LISTED ENTRIES:
"""

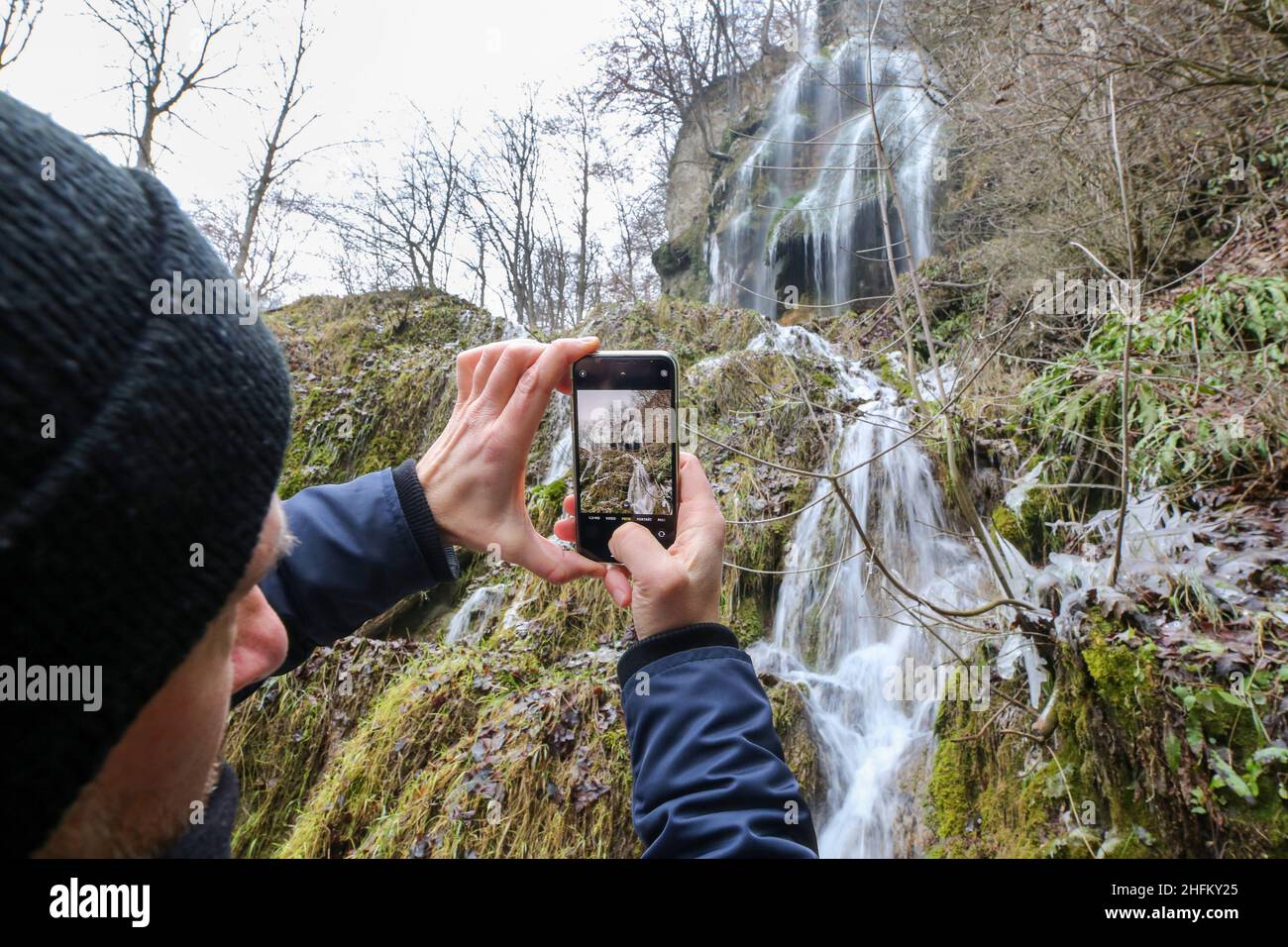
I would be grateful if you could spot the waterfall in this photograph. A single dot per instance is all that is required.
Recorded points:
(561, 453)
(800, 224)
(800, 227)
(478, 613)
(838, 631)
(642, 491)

"""
"""

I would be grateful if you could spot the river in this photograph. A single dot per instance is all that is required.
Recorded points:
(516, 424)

"""
"""

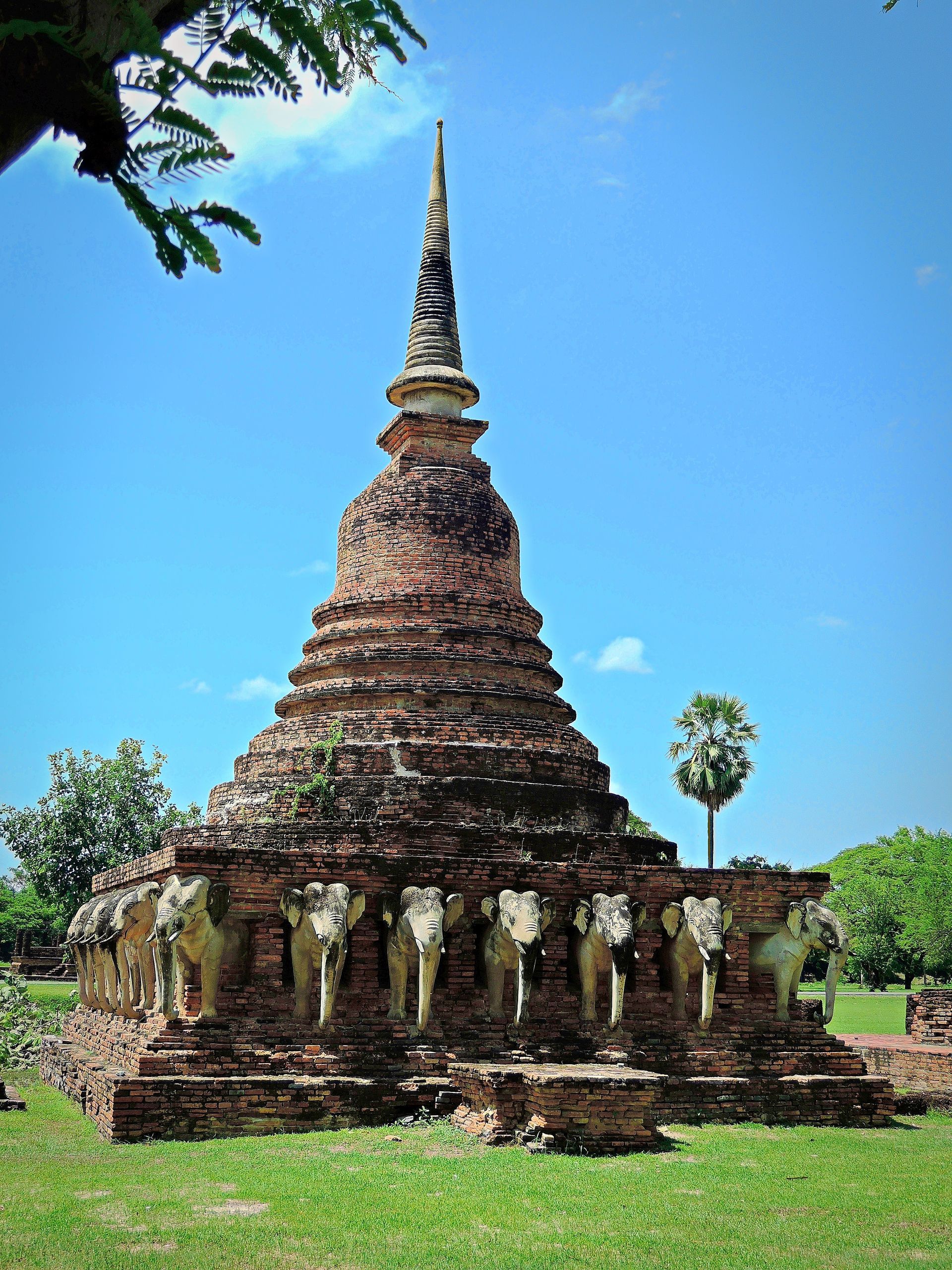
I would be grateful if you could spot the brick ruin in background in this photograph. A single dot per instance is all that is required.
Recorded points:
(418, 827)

"""

EXERCISE TASK: Pull out each line of the data above that contains the string "required", treating uppercase and lowercase as distinct.

WORKED ANSWER:
I would be grateful if you could spot the waterfall in this photograph. A single dot per instance is all that is required.
I would be grateful if you could spot the river in this photograph. A single dot per instance is all that is required.
I would be grateful if you could spot the brick ruin in background in this photograph. A single dot per instance is all that is required.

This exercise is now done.